--- Start ---

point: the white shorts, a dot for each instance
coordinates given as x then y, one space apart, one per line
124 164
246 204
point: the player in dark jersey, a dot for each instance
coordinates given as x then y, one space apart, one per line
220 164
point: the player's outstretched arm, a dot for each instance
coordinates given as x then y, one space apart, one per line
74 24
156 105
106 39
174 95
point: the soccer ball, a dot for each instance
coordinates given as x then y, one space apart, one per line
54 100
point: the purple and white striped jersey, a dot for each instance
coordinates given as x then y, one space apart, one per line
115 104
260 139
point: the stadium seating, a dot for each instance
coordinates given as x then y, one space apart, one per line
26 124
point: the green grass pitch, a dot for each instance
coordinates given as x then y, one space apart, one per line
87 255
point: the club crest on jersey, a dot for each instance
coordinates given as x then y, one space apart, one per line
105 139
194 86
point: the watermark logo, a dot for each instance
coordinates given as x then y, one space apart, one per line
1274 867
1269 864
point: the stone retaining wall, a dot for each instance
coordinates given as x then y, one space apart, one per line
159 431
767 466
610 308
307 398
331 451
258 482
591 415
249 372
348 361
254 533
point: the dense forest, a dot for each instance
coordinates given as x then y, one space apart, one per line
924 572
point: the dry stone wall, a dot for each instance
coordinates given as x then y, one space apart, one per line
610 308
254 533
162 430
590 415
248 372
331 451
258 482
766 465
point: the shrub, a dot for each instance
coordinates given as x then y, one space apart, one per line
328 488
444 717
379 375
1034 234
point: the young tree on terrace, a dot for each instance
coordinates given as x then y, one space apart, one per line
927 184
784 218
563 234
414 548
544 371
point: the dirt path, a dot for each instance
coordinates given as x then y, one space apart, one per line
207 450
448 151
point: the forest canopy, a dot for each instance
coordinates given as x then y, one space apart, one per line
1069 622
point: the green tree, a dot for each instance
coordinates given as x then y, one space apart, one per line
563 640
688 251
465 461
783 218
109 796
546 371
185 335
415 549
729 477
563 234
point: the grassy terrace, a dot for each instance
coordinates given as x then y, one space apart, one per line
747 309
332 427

--- End ---

INSTRUCTIONS TO FOLLOW ::
Write out the records again from the line holding "point: the dense" through the last line of the records, both included. Keep each request line as it is and add 56 to every number in the coordinates.

WRITTEN ANSWER ::
point: the dense forest, a dot for each instance
coordinates given as x then y, one space apart, one per line
980 628
point: the dry stone wall, a dot for each instance
coordinates given as x then y, one space apart, one per line
666 364
310 589
218 486
646 471
304 428
387 507
314 538
822 521
point: the shrub, a dot for each instance
coordinates given as x then y, one space apart, one per line
384 544
500 773
435 431
1090 290
point: the young tree on terrace, a dot for each instance
coordinates given as x then y, one space apart, one per line
983 240
840 274
619 290
470 604
600 427
point: the dirt path, a dot for each instance
coordinates given as x then y, one space apart, one per line
263 506
504 207
point: the forest canopy, a dot for each instance
coordinates given as x then y, one space apart, one per line
1125 678
point: the green tree, a dot for each instance
coordinates given as x then y, one space apart, one per line
619 696
744 307
521 517
839 274
165 852
602 427
241 391
471 605
785 533
619 290
point: the grassy terrace, a dot for each instance
coordinates given as x then y, one space apart, one per line
803 365
388 483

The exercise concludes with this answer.